■ TEXT PASSAGE
○ ○ ○

The official language of Malaysia is the Malay language.[5] There are 10 dialects of Malay used throughout Malaysia.[4] Malay became predominant after the 13 May Incident.[6] A variant of the Malay language that is spoken in Brunei is also commonly spoken in East Malaysia. Standard Malay is often a second language following use of a local Malay dialect. The standard language is promoted as a unifying symbol for the nation across all ethnicities, linked to the concept of Bangsa Malaysia (Malaysian nation). The status as a national language is codified in Article 152 of the constitution.[7] The passage of the National Language Act 1963/67 also strengthened the position of the language. The Education Act of 1996 reiterates that Malay is to be "the main medium of instruction in all educational institutions in the National Education System", with certain exceptions.

○ ○ ○

■ Labels for object points
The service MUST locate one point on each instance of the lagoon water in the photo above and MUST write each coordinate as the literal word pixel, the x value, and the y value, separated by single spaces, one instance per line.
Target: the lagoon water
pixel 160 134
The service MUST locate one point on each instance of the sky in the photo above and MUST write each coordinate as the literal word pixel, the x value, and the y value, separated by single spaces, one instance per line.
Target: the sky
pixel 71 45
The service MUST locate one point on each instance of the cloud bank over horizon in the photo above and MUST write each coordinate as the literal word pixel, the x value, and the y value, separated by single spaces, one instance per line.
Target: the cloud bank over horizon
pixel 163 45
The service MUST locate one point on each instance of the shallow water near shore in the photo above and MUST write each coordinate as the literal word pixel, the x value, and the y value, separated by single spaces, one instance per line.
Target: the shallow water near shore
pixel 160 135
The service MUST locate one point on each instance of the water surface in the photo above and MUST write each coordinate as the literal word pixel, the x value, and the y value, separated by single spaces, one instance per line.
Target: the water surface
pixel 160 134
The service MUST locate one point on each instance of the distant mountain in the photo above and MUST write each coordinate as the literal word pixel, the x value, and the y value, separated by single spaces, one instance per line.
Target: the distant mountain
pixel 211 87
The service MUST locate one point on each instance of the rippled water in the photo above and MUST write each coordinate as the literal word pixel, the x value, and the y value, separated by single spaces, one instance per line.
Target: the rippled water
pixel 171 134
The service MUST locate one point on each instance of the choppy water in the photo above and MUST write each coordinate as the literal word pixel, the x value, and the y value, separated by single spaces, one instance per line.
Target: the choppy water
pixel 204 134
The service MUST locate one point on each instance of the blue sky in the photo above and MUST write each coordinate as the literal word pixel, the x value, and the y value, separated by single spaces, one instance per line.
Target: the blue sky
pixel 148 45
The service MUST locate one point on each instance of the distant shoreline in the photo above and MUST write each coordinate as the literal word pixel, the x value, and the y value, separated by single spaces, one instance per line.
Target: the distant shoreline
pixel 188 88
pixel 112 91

○ ○ ○

■ DIRECTIONS
Copy the passage about the Malay language in Malaysia word for word, from "The official language" to "with certain exceptions.". Work from the passage about the Malay language in Malaysia alone, not from the rows.

■ WRITTEN RESPONSE
The official language of Malaysia is the Malay language.[5] There are 10 dialects of Malay used throughout Malaysia.[4] Malay became predominant after the 13 May Incident.[6] A variant of the Malay language that is spoken in Brunei is also commonly spoken in East Malaysia. Standard Malay is often a second language following use of a local Malay dialect. The standard language is promoted as a unifying symbol for the nation across all ethnicities, linked to the concept of Bangsa Malaysia (Malaysian nation). The status as a national language is codified in Article 152 of the constitution.[7] The passage of the National Language Act 1963/67 also strengthened the position of the language. The Education Act of 1996 reiterates that Malay is to be "the main medium of instruction in all educational institutions in the National Education System", with certain exceptions.